▶ [书面题目]: 原样输出下面关于决策树调参的文本中的一段：从含有“# 5. （选做）通过调整参数，得到一个泛化能力最好的模型”的那几个字开始，到“scoring='accuracy', cv=cv, n_jobs=-1)”为止。

▶ [文本段落]:
绘制最大深度从1到10，决策树十折交叉验证精度的变化图

In [None]:
import matplotlib.pyplot as plt
%matplotlib inline

In [None]:
y = []
# YOUR CODE HERE
for i in range(10):
    model = DecisionTreeClassifier(max_depth = i+1)                      # YOUR CODE
    prediction = cross_val_predict(model, data_x, data_y, cv=10)                 # YOUR CODE
    acc_score = accuracy_score(data_y, prediction)
    y.append(acc_score)

x = np.linspace(1,10,10)
test = y                           # YOUR CODE


In [None]:
plt.figure()
plt.plot(x,test,'-')
plt.title("DecisionTree's accuracy_score changes with the max_depth")
plt.xlabel("max_depth")    
plt.ylabel("accuracy_score")

# 5. （选做）通过调整参数，得到一个泛化能力最好的模型

In [None]:
from sklearn.model_selection import GridSearchCV
from sklearn.model_selection import StratifiedKFold
modelfit = DecisionTreeClassifier(max_depth = 10)
param_grid = {'criterion':['gini','entropy'],'max_depth':[10,11,12],
                  'min_samples_leaf':[1,2,3,4,5],'max_features':[1,2,3,4,5],'min_samples_split':[2,3,4,5]}

# YOUR CODE HERE
cv = StratifiedKFold(n_splits=10, shuffle=True, random_state=42)
grid = GridSearchCV(modelfit, param_grid, scoring='accuracy', cv=cv, n_jobs=-1)
grid.fit(data_x, data_y)

# 输出最优参数和相应的精度指标
print("Best Parameters: ", grid.best_params_)
print("Accuracy: ", grid.best_score_)
print("Precision: ", precision_score(data_y, grid.predict(data_x)))
print("Recall: ", recall_score(data_y, grid.predict(data_x)))
print("F1 Score: ", f1_score(data_y, grid.predict(data_x)))

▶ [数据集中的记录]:
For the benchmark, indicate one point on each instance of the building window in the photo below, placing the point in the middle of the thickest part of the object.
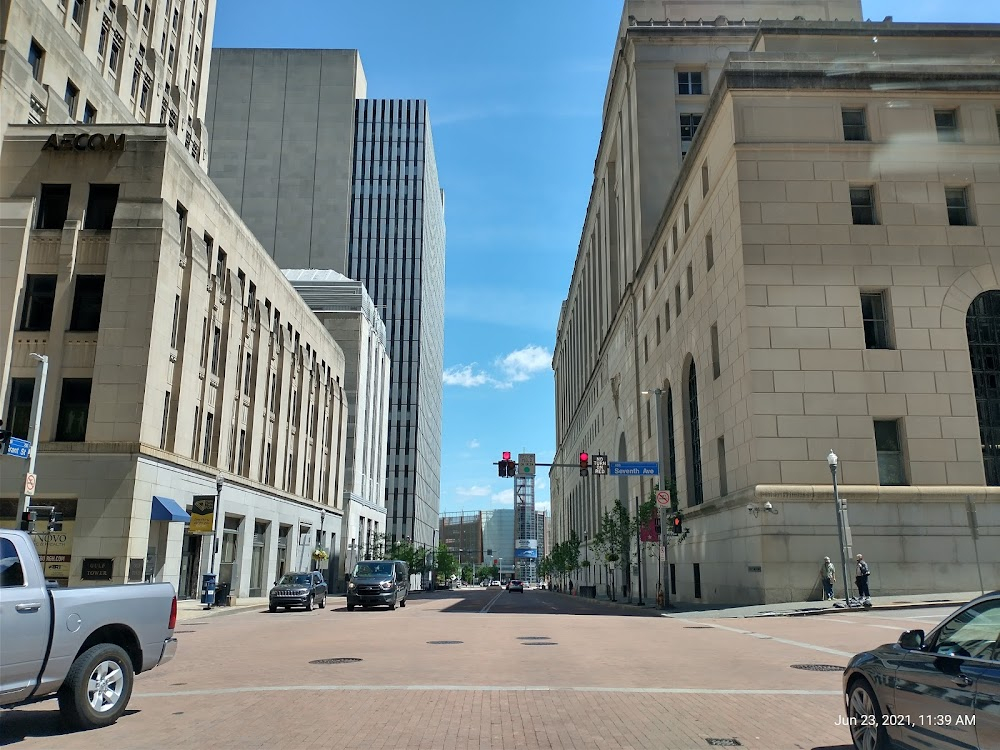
(166, 421)
(863, 205)
(723, 480)
(716, 365)
(39, 298)
(36, 58)
(689, 126)
(173, 326)
(22, 394)
(53, 205)
(206, 450)
(216, 341)
(957, 200)
(101, 204)
(70, 97)
(74, 403)
(689, 83)
(87, 302)
(695, 489)
(855, 124)
(946, 123)
(889, 448)
(876, 320)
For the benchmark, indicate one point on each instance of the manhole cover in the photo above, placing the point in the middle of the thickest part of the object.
(338, 660)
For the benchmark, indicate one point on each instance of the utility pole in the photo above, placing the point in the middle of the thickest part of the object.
(36, 419)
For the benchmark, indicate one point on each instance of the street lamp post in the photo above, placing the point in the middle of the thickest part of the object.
(661, 461)
(831, 459)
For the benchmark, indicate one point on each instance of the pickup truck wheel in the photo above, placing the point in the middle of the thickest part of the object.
(97, 688)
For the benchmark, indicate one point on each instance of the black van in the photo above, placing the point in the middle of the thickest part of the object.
(378, 582)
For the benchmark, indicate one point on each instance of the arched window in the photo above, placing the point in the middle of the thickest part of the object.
(982, 324)
(695, 490)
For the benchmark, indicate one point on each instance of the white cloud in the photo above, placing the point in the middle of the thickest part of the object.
(516, 367)
(521, 364)
(464, 376)
(474, 491)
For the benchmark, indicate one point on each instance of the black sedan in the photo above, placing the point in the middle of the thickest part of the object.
(939, 690)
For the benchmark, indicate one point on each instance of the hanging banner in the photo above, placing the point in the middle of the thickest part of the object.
(202, 514)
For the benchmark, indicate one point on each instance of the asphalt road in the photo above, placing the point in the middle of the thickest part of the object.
(483, 668)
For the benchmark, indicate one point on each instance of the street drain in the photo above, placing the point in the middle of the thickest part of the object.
(338, 660)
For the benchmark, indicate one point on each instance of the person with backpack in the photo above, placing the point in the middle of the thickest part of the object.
(862, 578)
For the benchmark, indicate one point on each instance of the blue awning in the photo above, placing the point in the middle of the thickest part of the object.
(165, 509)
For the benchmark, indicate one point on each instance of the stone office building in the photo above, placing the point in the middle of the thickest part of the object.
(822, 273)
(180, 361)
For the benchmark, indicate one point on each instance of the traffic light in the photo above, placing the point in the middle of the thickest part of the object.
(4, 439)
(28, 520)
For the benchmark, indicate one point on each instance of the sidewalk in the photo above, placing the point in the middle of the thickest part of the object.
(686, 610)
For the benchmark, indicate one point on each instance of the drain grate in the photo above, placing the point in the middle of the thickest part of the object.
(337, 660)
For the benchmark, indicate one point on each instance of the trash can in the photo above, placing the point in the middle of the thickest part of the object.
(208, 589)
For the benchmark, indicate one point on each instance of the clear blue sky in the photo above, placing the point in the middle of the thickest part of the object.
(515, 90)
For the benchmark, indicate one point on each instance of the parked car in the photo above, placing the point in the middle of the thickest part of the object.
(83, 646)
(303, 589)
(378, 582)
(938, 690)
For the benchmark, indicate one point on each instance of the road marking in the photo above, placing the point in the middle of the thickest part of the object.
(786, 641)
(485, 688)
(489, 604)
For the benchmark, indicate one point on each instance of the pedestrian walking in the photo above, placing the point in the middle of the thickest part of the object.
(829, 575)
(862, 578)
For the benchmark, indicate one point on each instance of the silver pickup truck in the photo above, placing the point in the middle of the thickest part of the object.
(83, 646)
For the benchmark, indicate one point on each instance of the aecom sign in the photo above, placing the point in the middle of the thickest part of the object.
(85, 142)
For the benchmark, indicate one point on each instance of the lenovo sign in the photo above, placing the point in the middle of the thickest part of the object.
(85, 142)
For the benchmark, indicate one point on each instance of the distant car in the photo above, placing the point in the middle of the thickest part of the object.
(302, 589)
(940, 690)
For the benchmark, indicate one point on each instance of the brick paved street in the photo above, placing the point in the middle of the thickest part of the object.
(524, 676)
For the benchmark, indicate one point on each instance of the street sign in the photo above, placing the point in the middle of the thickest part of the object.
(634, 468)
(18, 447)
(599, 464)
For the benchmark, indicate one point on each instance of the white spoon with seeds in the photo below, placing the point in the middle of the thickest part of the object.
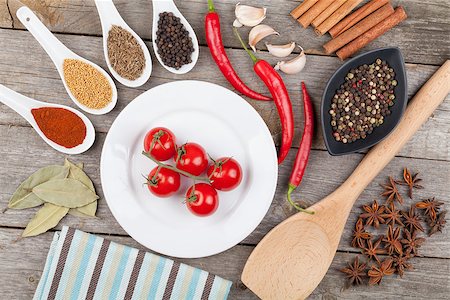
(109, 16)
(24, 105)
(160, 6)
(58, 52)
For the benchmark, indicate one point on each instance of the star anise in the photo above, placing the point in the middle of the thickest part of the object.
(412, 221)
(401, 264)
(412, 181)
(392, 215)
(373, 214)
(391, 191)
(411, 242)
(376, 273)
(392, 241)
(372, 250)
(355, 272)
(360, 234)
(438, 224)
(431, 207)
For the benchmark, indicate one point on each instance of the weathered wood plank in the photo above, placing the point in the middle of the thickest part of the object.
(23, 152)
(34, 75)
(22, 262)
(426, 22)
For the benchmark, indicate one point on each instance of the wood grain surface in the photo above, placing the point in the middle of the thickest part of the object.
(25, 67)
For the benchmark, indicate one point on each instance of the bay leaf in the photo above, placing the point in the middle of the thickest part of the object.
(46, 218)
(84, 211)
(77, 173)
(65, 192)
(23, 197)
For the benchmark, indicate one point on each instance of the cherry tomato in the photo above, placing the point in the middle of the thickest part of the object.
(202, 199)
(225, 174)
(165, 183)
(160, 142)
(191, 158)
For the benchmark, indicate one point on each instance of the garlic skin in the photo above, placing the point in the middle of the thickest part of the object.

▶ [已解例题]:
# 5. （选做）通过调整参数，得到一个泛化能力最好的模型

In [None]:
from sklearn.model_selection import GridSearchCV
from sklearn.model_selection import StratifiedKFold
modelfit = DecisionTreeClassifier(max_depth = 10)
param_grid = {'criterion':['gini','entropy'],'max_depth':[10,11,12],
                  'min_samples_leaf':[1,2,3,4,5],'max_features':[1,2,3,4,5],'min_samples_split':[2,3,4,5]}

# YOUR CODE HERE
cv = StratifiedKFold(n_splits=10, shuffle=True, random_state=42)
grid = GridSearchCV(modelfit, param_grid, scoring='accuracy', cv=cv, n_jobs=-1)